— Problèmes à résoudre —
1. Selon le texte sur Gaza, dans quel hôpital un grand nombre de victimes est-il arrivé le 21 août 2025 ?
2. Reproduisez fidèlement le passage du texte sur Gaza qui va de « Nous avons osé » jusqu'à « dans les rues. ».

— Texte fourni —
------------------------------

21 août 2025 - Les familles pleurent leurs proches après l'arrivée d'un grand nombre de victimes à l'hôpital Al-Shifa - la plupart d'entre elles ayant été tuées alors qu'elles attendaient les secours - dans le cadre des attaques incessantes contre les civils et les personnes déplacées à Gaza. La guerre génocidaire menée par Israël contre Gaza a coûté la vie à au moins 62 192 personnes, mais beaucoup d'autres sont toujours portées disparues - Photo : Yousef Zaanoun / Activestills
Par Shoug Mukhaimar
Les efforts sadiques d’Israël pour tuer l’espoir des Gazaouis en jouant avec les cessez-le-feu sont parfois plus douloureux que la famine elle-même.
Un matin de juillet, j’ai trouvé, à mon réveil, une avalanche de messages sur mon téléphone. Toutes les chaînes d’information, tous les réseaux sociaux, toutes les conversations débordaient d’un optimisme de bon aloi. « Les négociations progressent bien », titraient les journaux. « Une trêve imminente », « Un convoi humanitaire massif s’apprête à entrer ».
À ce moment-là, la famine était intense ; certains jours, nous ne mangions rien du tout. Vous pouvez imaginer la joie prudente qui a envahi nos cœurs, l’espoir qui s’est propagé de message en message. Des amis m’ont écrit, leurs mots tremblant d’un soulagement craintif. « Est-ce vraiment la fin ? », m’a demandé l’un d’eux. « Est-ce que nous nous rappelons encore ce que c’est que la sécurité ? Y aura-t-il enfin du pain ? »
Nous avons osé rêver. Nous avons imaginé le silence du cessez-le-feu, le goût du pain chaud, le réconfort d’un repas copieux. Certains magasins ont rouvert timidement. Les prix ont légèrement baissé. Pour la première fois depuis des mois, le pain semblait presque à portée de main. Pendant un bref instant, la vie semblait revenir dans les rues.

------------------------------

— Informations extraites —
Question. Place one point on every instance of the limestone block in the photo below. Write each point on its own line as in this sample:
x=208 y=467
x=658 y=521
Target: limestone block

------------------------------

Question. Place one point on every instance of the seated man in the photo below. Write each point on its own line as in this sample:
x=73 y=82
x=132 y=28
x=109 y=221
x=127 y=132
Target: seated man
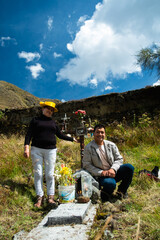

------------------------------

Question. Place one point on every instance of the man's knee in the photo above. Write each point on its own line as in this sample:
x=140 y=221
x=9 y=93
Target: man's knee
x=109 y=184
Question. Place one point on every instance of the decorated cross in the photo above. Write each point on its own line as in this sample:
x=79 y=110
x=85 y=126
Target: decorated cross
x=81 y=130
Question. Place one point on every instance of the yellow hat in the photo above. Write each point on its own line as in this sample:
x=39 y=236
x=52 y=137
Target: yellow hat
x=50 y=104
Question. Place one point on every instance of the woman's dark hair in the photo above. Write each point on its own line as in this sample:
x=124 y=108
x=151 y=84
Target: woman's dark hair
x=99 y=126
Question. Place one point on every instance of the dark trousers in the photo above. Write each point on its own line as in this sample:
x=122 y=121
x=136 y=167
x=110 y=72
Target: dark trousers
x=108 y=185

------------------------------

— Réponses par exercice —
1. À l'hôpital Al-Shifa.

2.
Nous avons osé rêver. Nous avons imaginé le silence du cessez-le-feu, le goût du pain chaud, le réconfort d’un repas copieux. Certains magasins ont rouvert timidement. Les prix ont légèrement baissé. Pour la première fois depuis des mois, le pain semblait presque à portée de main. Pendant un bref instant, la vie semblait revenir dans les rues.